§ **Questions**
[a] Print the stretch of the article on PEIA ending its Go365 contract from "School workers had" through "premiums and deductibles.", word for word.
[b] In the article on PEIA dropping Humana Go365, on what date does the contract termination take effect?
[c] Pick up the article on PEIA ending its Go365 contract after its last sentence and keep it going.

------ Text block

The Public Employees Insurance Agency announced Monday that it’s terminating its contract with Humana Go365 effective April 30.
School workers had criticized the program before the statewide public school employees strike that ended March 6, after nine canceled school days. Days before the Feb. 2 work stoppages in several counties that preceded the statewide strike, Gov. Jim Justice asked that PEIA insurees who didn’t comply with Go365 not be punished with higher premiums and deductibles.
Insurees were to see premium and deductible increases if they didn’t earn enough points through things like meeting health goals and completing health assessments, but the PEIA Finance Board canceled those proposed punishments after Justice’s statement.
A post Monday on PEIA’s website said, “While we are fully supportive of the program, and of the Go365 staff, a couple of issues have made this decision the only sensible choice.”
The post said Internal Revenue Service guidance “makes the incentives offered under the Go365 program (gift cards, fitness equipment, etc.) taxable income. This creates a whole host of reporting issues for the plan that we have not been able to overcome.
“We contemplated removing the financial incentives from the program and letting it continue, but we reached the conclusion that the program would not be worth the investment as a voluntary benefit with no incentives for participation,” the post said. “PEIA still has a legal requirement to provide a wellness program, so we will be pursuing other options, and anticipate guidance from the PEIA Task Force, as well, as we move forward.”
The post said the change doesn’t affect Humana Medicare Retirees who have Go365 through the PEIA/Humana Plans.

------------
------ Information

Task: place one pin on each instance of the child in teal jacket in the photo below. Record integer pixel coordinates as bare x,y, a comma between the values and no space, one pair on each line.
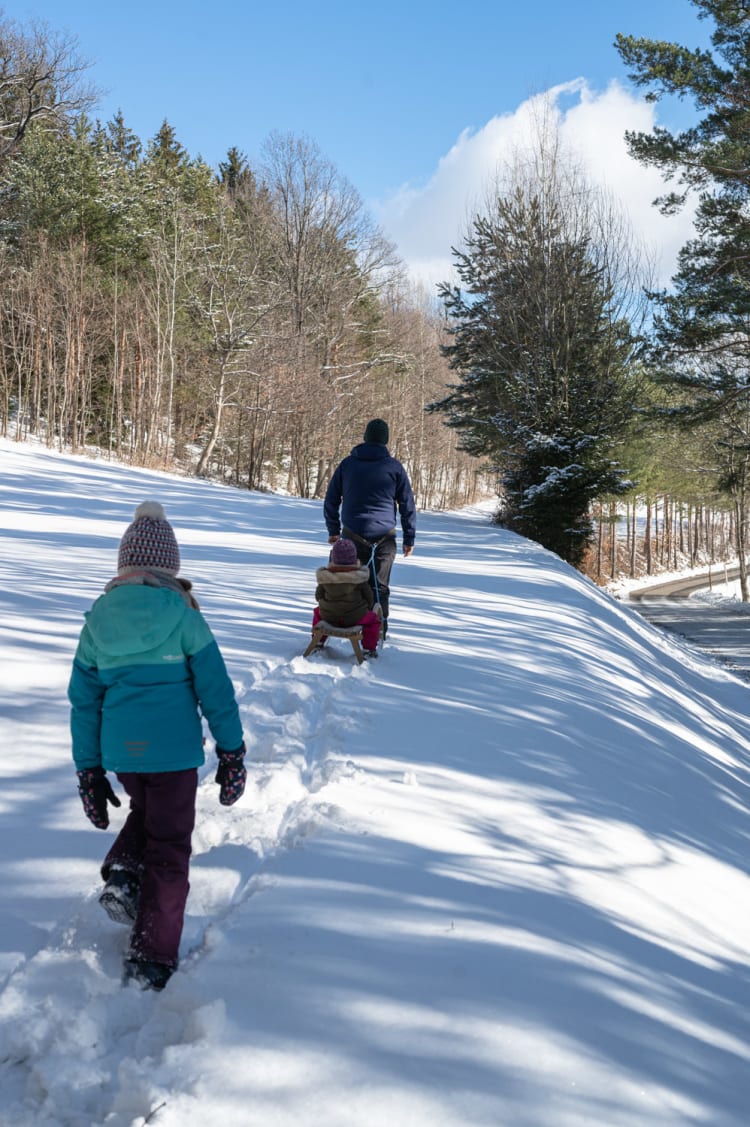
146,671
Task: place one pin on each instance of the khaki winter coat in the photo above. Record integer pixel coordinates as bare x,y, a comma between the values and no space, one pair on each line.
343,594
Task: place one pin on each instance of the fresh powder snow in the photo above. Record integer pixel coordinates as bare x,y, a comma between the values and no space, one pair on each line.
497,877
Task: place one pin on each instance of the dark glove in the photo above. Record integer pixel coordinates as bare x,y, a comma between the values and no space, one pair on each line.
230,775
95,790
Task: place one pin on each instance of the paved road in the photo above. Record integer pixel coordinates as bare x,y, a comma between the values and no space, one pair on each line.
684,587
721,629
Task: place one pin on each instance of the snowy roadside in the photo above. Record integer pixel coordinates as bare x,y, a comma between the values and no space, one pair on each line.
497,876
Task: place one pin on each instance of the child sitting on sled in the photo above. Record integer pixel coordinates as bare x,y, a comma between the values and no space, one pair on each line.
345,597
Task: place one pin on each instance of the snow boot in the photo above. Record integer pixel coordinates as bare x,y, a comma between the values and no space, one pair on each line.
148,974
121,895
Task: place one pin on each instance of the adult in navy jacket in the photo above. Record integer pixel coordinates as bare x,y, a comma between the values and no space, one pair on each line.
365,491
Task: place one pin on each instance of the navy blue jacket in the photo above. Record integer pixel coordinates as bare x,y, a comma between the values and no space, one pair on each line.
368,487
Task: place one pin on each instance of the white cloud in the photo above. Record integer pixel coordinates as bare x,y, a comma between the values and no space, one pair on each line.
425,222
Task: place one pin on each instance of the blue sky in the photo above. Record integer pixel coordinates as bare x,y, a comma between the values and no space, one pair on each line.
386,90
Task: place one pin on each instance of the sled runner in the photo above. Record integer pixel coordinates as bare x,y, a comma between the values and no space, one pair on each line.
325,629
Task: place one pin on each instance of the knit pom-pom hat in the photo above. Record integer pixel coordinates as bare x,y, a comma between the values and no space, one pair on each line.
344,553
377,431
149,542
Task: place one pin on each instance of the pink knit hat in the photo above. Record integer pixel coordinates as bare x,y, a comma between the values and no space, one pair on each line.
344,553
149,542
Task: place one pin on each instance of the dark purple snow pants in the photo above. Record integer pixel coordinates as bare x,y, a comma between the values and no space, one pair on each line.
155,843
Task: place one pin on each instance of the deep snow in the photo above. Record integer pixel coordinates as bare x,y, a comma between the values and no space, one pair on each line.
497,877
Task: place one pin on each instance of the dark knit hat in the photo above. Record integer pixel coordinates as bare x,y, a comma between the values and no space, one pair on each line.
344,553
149,542
377,431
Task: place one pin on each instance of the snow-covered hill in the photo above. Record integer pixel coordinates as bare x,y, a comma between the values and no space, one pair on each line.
497,877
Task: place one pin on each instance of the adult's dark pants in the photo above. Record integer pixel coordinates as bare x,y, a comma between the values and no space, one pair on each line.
380,565
155,843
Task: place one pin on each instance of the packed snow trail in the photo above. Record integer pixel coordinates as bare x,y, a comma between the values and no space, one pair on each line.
499,876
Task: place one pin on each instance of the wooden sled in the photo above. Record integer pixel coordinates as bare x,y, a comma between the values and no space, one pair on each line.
325,629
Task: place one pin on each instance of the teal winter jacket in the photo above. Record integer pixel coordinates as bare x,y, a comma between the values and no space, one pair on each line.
146,670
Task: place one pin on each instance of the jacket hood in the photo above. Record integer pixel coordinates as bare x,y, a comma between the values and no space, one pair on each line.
134,619
338,576
370,451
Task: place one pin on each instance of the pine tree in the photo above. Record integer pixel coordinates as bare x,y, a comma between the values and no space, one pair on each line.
703,326
543,354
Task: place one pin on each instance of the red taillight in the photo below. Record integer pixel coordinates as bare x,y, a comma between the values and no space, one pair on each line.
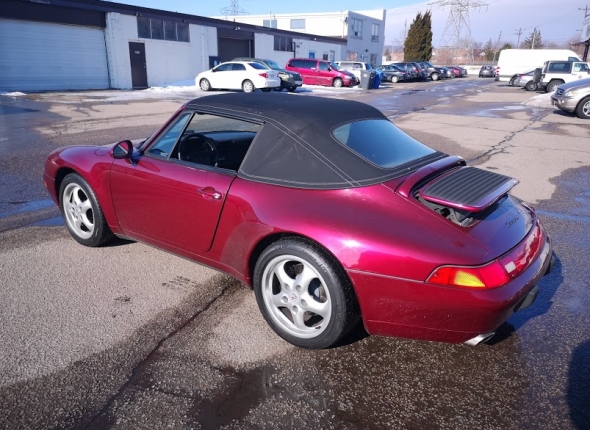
492,275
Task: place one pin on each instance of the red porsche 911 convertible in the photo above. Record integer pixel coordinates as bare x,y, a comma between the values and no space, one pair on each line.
325,208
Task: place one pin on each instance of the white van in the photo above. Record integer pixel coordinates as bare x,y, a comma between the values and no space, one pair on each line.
515,61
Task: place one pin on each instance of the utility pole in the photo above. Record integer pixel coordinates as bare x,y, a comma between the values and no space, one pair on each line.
518,32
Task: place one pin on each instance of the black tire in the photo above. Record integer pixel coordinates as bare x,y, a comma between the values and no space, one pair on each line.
552,86
328,291
79,205
583,108
204,85
248,86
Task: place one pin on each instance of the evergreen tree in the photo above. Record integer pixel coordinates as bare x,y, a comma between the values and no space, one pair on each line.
534,41
418,43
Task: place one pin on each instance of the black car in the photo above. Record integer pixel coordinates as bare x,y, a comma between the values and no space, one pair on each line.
392,73
289,79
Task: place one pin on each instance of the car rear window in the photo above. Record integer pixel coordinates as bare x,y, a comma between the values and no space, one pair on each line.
380,142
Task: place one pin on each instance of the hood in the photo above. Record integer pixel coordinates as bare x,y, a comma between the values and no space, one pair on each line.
578,84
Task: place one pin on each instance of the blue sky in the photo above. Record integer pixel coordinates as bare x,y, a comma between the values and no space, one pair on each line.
558,20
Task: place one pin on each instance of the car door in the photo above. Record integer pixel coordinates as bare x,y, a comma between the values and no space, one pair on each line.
165,201
580,70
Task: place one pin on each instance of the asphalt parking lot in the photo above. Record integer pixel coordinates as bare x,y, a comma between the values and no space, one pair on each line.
127,336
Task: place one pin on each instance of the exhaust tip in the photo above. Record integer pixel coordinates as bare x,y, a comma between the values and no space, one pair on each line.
480,338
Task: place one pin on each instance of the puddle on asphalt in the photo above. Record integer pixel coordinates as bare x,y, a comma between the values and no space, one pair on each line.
21,207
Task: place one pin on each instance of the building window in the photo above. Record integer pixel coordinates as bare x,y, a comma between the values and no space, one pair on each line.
297,24
375,33
356,27
152,28
283,43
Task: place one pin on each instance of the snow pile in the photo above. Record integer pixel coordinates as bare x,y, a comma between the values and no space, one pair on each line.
541,101
14,94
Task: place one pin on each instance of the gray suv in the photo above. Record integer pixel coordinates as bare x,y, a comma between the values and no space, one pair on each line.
289,79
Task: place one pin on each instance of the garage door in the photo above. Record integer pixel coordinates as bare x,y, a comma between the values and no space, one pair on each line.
38,56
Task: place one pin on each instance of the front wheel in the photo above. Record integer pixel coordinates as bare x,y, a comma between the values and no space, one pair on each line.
303,294
583,109
248,86
552,86
82,213
530,86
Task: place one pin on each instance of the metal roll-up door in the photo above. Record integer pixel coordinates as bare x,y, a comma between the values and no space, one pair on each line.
37,56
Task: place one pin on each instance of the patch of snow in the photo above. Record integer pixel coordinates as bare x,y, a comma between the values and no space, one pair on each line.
541,101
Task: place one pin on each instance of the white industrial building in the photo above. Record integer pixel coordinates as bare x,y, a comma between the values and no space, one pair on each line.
364,32
93,44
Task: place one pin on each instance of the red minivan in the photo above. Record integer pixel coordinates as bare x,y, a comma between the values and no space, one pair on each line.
321,72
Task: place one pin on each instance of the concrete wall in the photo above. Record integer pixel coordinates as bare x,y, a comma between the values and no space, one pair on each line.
166,61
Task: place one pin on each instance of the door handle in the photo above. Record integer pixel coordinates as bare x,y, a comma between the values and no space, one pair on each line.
209,193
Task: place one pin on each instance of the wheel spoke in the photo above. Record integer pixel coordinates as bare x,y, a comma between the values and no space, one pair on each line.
318,308
283,277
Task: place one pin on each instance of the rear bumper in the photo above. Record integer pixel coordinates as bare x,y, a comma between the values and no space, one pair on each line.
418,310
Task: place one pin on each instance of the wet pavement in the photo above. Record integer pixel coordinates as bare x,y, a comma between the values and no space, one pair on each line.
207,360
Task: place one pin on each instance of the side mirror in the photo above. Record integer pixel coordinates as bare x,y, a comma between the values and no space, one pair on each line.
123,149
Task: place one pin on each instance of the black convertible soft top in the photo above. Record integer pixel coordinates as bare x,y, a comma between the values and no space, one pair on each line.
295,147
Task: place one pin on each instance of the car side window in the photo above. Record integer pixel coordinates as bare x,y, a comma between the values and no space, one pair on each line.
215,141
162,147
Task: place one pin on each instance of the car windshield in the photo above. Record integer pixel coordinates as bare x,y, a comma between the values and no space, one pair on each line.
380,142
273,65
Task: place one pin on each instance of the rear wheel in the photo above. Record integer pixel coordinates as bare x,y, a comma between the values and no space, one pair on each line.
205,85
583,109
248,86
303,294
82,213
552,86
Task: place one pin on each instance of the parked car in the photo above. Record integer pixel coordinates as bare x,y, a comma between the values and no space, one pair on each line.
487,72
321,72
573,97
392,73
324,207
434,72
235,75
525,80
289,80
555,73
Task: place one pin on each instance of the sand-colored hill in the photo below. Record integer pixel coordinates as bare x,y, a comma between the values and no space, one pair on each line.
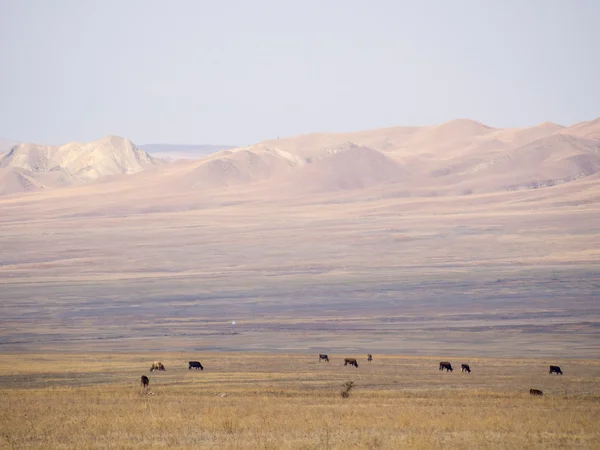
345,167
6,145
30,167
459,157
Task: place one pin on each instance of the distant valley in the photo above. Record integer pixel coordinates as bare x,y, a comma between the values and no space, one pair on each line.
458,238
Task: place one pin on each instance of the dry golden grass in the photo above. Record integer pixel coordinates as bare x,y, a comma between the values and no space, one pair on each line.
293,401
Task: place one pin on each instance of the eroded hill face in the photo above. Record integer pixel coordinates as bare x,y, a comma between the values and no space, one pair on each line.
460,157
30,167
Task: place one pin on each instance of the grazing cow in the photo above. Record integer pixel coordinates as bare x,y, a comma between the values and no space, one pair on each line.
351,361
446,365
195,365
556,370
157,365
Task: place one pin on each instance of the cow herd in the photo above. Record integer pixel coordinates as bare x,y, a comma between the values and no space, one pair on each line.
444,365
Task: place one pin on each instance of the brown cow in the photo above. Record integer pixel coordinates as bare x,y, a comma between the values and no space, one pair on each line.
556,370
351,361
157,365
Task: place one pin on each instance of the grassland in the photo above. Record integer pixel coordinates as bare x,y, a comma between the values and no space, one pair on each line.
94,400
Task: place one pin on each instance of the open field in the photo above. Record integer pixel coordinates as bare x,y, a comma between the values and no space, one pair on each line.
256,400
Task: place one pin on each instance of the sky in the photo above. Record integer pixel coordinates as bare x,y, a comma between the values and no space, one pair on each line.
235,72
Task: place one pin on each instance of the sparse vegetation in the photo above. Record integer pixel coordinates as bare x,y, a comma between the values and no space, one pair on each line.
95,401
348,386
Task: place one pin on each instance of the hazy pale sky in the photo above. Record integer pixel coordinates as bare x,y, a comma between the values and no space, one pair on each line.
237,72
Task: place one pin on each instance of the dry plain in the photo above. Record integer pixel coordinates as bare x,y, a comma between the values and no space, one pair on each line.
458,242
241,400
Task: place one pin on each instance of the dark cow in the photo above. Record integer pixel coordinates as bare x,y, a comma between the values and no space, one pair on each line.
446,365
157,365
351,361
195,365
556,370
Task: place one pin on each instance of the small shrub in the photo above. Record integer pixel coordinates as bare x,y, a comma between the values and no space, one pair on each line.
348,386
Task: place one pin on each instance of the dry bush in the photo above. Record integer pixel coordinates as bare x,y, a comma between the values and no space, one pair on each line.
348,386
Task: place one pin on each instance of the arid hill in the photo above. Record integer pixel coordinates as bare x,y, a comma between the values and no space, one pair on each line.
30,167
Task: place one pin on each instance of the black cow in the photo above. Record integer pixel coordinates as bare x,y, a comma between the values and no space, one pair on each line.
351,361
446,365
195,365
556,370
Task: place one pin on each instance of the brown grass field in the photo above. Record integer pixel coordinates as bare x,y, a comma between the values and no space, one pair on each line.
95,400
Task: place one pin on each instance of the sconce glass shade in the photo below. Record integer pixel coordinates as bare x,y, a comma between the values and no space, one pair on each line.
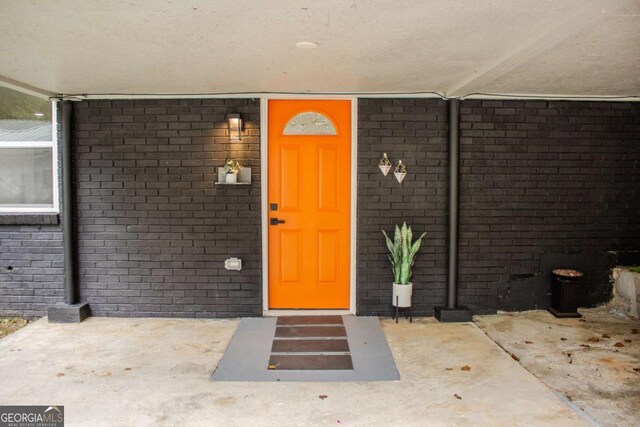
235,127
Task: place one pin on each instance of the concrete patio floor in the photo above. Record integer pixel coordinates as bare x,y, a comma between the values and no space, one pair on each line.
114,372
593,361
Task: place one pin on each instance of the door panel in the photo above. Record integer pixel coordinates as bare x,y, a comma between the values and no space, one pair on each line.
309,179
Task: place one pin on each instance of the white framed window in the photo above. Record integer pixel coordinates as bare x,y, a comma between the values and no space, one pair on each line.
28,154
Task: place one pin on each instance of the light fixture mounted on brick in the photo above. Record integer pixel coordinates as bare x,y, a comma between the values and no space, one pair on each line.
235,127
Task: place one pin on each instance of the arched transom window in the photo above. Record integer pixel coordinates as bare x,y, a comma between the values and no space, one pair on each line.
309,123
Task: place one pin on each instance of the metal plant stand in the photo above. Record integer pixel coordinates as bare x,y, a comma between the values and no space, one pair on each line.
395,311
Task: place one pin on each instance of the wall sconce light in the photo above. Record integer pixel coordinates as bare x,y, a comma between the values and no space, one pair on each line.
235,127
400,172
385,164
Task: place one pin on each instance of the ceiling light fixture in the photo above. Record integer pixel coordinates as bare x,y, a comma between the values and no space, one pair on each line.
307,45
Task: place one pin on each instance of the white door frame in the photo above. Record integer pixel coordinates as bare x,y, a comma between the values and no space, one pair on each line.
264,164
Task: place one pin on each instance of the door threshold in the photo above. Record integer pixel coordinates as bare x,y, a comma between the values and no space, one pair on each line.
274,313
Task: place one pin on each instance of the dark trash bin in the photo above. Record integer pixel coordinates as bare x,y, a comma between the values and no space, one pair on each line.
564,292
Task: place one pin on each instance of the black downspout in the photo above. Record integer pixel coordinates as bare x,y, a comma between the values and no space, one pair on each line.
71,310
451,312
454,174
70,293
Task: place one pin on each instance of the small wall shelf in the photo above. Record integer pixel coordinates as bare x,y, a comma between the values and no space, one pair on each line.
244,177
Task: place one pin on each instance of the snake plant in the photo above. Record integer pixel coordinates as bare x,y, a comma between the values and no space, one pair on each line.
402,253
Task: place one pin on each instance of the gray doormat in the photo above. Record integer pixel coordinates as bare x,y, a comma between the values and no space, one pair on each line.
308,348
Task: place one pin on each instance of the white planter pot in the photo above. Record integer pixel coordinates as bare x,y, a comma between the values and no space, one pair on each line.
402,295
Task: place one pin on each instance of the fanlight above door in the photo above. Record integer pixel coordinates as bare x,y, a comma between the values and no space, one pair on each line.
309,123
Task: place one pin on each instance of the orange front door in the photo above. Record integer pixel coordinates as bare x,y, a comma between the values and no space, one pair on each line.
309,190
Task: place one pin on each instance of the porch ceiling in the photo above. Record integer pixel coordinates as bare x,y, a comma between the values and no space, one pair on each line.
454,47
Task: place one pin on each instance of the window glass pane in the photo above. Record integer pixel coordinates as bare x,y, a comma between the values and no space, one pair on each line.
309,123
24,117
25,177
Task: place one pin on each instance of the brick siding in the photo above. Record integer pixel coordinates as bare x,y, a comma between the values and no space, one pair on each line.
414,131
545,184
153,228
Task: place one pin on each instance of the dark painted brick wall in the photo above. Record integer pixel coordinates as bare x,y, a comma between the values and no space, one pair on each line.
31,262
414,130
153,229
545,184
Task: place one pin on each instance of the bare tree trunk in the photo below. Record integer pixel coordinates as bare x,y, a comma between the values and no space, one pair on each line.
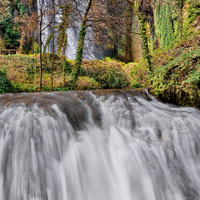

------------

§ **List of answers**
[a]
School workers had criticized the program before the statewide public school employees strike that ended March 6, after nine canceled school days. Days before the Feb. 2 work stoppages in several counties that preceded the statewide strike, Gov. Jim Justice asked that PEIA insurees who didn’t comply with Go365 not be punished with higher premiums and deductibles.

[b] April 30

[c]
“For policyholders who have earned bucks on the Go365 platform during our ‘soft launch’ period, you may redeem your bucks in the Go365 Mall between now and 11:59 p.m. EDT on April 30, 2018,” the post said. “Please be aware that any bucks you redeem are considered taxable income.”
The post didn’t say whether the contract termination would cost the state money.
Around 3:25 p.m. Monday, Jessica Cramer, PEIA administrative secretary, referred the Gazette-Mail to Diane Holley-Brown, communications director for the state Department of Administration, for comment. Holley-Brown didn’t respond to requests for comment.
“In the meantime, the Healthy Tomorrows [wellness] program continues,” the post said. “For Plan Year 2020, to avoid the additional $500 deductible, policyholders must have bloodwork completed between April 2, 2018, and May 15, 2019, report those numbers to PEIA on the form in the Shopper’s Guide or on the personalized form we’ll mail you later in the plan year, and have their biometric numbers within the ranges specified on the form or a physician’s certification that those numbers cannot be met for a clinical reason.”
“PEIA still believes that it’s important for our members to continue to strive for better health, and we’ve identified a number of websites and apps that can be useful in that regard. Find links to them on our website at www.wvpeia.com — see Wellness Tools.”